TEXTO MOSTRADO:
╭──

Fotografía de "Faro de Vigo"
Aprovechando la pleamar
a las 20,44 horas del día de la fecha, paseé hasta el puerto, o lo que queda de
él, en la ciudad de Pontevedra. El fragor de los automóviles que discurren por
el puente de la autopista, las dársenas convertidas en aparcaderos para coches
y ni un solo barco pesquero, cuando la Pontevedra bajomedieval y moderna había
sido capital de los mareantes de Galicia, y a ellos debió, en buena parte, su
prosperidad. Ahora, solo unos pocos y desvencijados barcos deportivos…
A lo lejos, mirando
hacia la ría, las grúas del puerto de Marín, la autovía que destrozó una zona
marismeña y playera, la fábrica de pasta para papel que algunos quieren “fora
xa”, sin pararse en las consecuencias para los cientos de familias que viven de
ella; los dueños de la fábrica a lo suyo en comunión apretada con las
autoridades de la Xunta y, mientras tanto, pendientes de una sentencia judicial
que puede condicionar el futuro de la industria más importante de Pontevedra.
Nadie habla del necesario pacto interinstitucional para salvar los puestos de
trabajo, la ría y las inversiones cuantiosas ahí enterradas. El resto son unos
pocos almacenes y empresas ubicadas en las moderadas laderas del interior,
teniendo por acceso tortuosas carreteras que proceden del pleno franquismo.
Al otro lado el monte
de la Caeira, antaño propiedad de los marqueses de Riestra y hoy maltratado por
un sin número de horribles casas que reptan por la pendiente, a cada cual más
agresiva con el paisaje: Poio “pequeño” -se decía en mi niñez- San Salvador,
densamente poblado pero abandonado a su suerte.
Pontevedra (“modelo de
ciudad” dice falsariamente su alcalde) no tiene política industrial desde
nunca; habiendo obtenido la capitalidad provincial a duras penas cuando el
siglo XIX mediaba, se quedó en una ciudad de pequeños comerciantes,
funcionarios y militares de poca monta. Algún noble venido a menos por aquí,
picapleitos en corto número y una burguesía provinciana que ha sido bien
estudiada por una doctoranda que conozco.
Llegó el ferrocarril
cuando la centuria terminaba y no sirvió gran cosa para que la ciudad (ahora ya
no villa) prosperase como sí lo hicieron Vigo, A Coruña, Ferrol e incluso otras
villas medianas. Pontevedra pasó el franquismo con el título oficioso de “la
Atenas de Galicia” por la concentración aquí de algunos de la generación Nós y conservó la leyenda urbana del loro
Ravachol como si de un blasón se tratase. El boticario Feijóo debía ser leído,
pues eligió tal nombre para el charlatán que hacía las delicias de no pocos
frente a la iglesia de la Peregrina, un revolucionario anarquista que pagó con
su vida un siglo después de la Revolución Francesa.

╰──

REGISTROS PROPORCIONADOS:

╭──

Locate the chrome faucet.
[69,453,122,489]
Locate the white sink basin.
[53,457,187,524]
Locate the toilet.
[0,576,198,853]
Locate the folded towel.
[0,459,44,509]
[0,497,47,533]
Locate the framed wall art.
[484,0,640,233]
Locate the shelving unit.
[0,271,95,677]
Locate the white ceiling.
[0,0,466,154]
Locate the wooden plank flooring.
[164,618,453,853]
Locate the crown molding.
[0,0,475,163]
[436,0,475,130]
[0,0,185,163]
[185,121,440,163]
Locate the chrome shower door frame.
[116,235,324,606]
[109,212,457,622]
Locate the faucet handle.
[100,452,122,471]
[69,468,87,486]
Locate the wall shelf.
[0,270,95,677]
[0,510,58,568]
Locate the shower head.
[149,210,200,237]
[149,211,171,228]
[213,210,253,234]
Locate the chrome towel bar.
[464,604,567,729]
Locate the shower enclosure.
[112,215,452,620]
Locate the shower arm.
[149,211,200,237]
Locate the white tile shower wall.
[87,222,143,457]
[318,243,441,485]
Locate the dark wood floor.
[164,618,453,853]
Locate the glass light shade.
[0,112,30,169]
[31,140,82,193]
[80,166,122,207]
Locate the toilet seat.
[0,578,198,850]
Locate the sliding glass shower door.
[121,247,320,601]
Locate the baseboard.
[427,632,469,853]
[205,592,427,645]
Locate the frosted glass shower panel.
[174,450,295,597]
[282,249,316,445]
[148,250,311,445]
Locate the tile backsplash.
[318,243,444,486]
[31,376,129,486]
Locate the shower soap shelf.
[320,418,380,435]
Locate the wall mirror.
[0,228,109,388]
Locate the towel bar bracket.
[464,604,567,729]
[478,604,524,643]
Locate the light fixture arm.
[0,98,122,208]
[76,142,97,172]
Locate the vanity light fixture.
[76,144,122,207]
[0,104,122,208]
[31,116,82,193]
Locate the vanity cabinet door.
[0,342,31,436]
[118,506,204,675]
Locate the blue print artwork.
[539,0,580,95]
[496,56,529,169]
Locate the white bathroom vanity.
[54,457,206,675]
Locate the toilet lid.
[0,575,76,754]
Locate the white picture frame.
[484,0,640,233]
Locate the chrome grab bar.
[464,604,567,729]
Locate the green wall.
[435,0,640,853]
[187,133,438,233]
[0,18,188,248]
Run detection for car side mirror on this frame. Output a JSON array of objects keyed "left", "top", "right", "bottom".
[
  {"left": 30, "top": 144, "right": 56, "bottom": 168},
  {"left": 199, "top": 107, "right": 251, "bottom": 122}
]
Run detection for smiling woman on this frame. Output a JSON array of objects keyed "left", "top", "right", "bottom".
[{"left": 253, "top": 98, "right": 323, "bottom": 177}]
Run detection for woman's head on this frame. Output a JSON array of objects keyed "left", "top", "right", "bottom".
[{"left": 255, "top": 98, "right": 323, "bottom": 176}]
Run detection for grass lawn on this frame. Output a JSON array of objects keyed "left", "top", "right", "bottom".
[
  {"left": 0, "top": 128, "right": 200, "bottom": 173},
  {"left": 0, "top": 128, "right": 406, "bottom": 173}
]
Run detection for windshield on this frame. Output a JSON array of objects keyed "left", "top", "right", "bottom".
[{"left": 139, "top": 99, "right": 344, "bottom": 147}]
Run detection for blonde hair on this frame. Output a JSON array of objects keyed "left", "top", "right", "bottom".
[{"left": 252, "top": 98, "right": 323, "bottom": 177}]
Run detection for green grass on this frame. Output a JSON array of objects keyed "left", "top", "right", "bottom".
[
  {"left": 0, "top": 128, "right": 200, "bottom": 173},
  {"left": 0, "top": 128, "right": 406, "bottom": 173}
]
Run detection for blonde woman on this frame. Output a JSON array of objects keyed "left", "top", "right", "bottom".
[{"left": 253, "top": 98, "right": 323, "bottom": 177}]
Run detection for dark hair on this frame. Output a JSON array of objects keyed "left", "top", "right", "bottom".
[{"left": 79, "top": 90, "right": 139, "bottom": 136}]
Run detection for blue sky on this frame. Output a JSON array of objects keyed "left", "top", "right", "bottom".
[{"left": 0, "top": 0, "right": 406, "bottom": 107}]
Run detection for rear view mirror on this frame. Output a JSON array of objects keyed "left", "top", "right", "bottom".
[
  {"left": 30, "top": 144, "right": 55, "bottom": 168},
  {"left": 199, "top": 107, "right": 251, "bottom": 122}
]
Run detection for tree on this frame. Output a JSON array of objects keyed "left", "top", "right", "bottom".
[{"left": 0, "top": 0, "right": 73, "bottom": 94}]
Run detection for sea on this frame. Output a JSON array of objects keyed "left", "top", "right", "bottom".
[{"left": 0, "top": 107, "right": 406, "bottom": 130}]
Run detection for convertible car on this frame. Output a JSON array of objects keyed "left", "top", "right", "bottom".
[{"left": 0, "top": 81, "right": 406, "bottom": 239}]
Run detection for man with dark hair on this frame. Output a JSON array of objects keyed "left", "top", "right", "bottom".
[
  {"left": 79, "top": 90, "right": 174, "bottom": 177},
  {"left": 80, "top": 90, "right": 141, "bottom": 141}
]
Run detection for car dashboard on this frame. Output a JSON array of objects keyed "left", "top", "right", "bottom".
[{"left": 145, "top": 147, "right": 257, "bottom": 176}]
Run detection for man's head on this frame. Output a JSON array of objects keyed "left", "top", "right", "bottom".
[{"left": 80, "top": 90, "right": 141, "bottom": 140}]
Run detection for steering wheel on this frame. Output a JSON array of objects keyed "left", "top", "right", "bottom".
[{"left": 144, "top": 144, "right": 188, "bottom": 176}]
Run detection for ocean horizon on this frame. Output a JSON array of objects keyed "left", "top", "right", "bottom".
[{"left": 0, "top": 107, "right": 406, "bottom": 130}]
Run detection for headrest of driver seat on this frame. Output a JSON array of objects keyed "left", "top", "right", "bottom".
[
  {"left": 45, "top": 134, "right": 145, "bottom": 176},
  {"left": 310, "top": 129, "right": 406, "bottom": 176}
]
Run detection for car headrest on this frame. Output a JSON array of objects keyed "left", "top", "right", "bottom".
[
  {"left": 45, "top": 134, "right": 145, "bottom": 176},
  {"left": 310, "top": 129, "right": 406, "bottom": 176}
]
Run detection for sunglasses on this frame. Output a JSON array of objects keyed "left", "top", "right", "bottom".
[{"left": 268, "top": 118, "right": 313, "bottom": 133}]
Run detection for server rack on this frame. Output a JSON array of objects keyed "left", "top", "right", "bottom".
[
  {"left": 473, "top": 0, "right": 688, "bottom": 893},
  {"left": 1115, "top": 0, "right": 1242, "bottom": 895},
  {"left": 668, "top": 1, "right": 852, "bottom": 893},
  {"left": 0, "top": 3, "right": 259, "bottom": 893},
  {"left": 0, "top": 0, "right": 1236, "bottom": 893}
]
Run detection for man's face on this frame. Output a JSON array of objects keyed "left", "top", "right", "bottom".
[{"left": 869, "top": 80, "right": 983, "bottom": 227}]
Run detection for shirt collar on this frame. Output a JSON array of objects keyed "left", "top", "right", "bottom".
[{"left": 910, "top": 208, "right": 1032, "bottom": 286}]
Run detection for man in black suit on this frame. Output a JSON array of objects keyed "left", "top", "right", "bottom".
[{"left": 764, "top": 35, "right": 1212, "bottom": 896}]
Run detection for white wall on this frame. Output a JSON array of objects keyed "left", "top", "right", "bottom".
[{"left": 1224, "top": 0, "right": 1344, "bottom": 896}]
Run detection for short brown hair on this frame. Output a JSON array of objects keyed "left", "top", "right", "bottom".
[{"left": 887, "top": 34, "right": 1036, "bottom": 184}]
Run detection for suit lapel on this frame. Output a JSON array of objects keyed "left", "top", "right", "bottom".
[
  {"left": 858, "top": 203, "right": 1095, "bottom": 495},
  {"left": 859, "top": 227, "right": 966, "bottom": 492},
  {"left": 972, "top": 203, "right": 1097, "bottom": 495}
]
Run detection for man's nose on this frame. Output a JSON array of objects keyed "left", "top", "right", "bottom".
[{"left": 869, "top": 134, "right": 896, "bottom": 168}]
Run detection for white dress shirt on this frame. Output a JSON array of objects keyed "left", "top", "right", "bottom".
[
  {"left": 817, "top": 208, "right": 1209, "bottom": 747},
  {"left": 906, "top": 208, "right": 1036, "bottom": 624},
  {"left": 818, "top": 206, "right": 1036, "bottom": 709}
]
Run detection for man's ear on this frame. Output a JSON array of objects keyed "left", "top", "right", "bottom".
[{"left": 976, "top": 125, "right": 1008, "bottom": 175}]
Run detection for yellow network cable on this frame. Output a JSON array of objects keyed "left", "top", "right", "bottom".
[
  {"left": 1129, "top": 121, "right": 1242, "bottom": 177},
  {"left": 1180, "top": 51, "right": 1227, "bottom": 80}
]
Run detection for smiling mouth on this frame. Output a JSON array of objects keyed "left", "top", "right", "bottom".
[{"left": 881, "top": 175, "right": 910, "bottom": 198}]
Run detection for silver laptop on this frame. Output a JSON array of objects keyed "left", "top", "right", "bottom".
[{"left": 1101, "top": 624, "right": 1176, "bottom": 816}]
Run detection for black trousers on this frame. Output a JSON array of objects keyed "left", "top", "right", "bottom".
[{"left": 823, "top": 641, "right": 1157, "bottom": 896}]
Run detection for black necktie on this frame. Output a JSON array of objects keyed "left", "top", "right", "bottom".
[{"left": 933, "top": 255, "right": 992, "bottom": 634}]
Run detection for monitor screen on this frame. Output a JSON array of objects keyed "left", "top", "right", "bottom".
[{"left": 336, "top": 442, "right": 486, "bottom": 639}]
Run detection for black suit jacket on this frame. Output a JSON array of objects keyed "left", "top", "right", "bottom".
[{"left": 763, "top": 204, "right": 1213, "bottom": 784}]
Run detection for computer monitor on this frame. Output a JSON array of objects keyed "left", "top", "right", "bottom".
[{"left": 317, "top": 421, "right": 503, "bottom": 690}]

╰──

EJERCICIOS PROPUESTOS:
a. Enumera las ciudades que el texto sobre el puerto de Pontevedra nombra como ejemplos de las que sí prosperaron, a diferencia de Pontevedra, tras la llegada del ferrocarril.
b. Reproduce palabra por palabra todo lo que hay en los registros desde su comienzo hasta la línea que contiene "[0,228,109,388]", con ambos extremos incluidos.

EJERCICIO RESUELTO:
a. Vigo, A Coruña y Ferrol.

b.
Locate the chrome faucet.
[69,453,122,489]
Locate the white sink basin.
[53,457,187,524]
Locate the toilet.
[0,576,198,853]
Locate the folded towel.
[0,459,44,509]
[0,497,47,533]
Locate the framed wall art.
[484,0,640,233]
Locate the shelving unit.
[0,271,95,677]
Locate the white ceiling.
[0,0,466,154]
Locate the wooden plank flooring.
[164,618,453,853]
Locate the crown molding.
[0,0,475,163]
[436,0,475,130]
[0,0,185,163]
[185,121,440,163]
Locate the chrome shower door frame.
[116,235,324,606]
[109,212,457,622]
Locate the faucet handle.
[100,452,122,471]
[69,468,87,486]
Locate the wall shelf.
[0,270,95,677]
[0,510,58,568]
Locate the shower head.
[149,210,200,237]
[149,211,171,228]
[213,210,253,234]
Locate the chrome towel bar.
[464,604,567,729]
Locate the shower enclosure.
[112,215,452,620]
Locate the shower arm.
[149,211,200,237]
Locate the white tile shower wall.
[87,222,143,457]
[318,243,441,485]
Locate the dark wood floor.
[164,618,453,853]
Locate the glass light shade.
[0,112,30,169]
[31,140,82,193]
[80,166,122,207]
Locate the toilet seat.
[0,578,198,850]
Locate the sliding glass shower door.
[121,247,320,601]
Locate the baseboard.
[427,632,469,853]
[205,592,427,645]
Locate the frosted glass shower panel.
[174,450,295,597]
[282,249,316,445]
[148,250,311,445]
Locate the tile backsplash.
[318,243,444,486]
[31,376,129,486]
Locate the shower soap shelf.
[320,418,380,435]
Locate the wall mirror.
[0,228,109,388]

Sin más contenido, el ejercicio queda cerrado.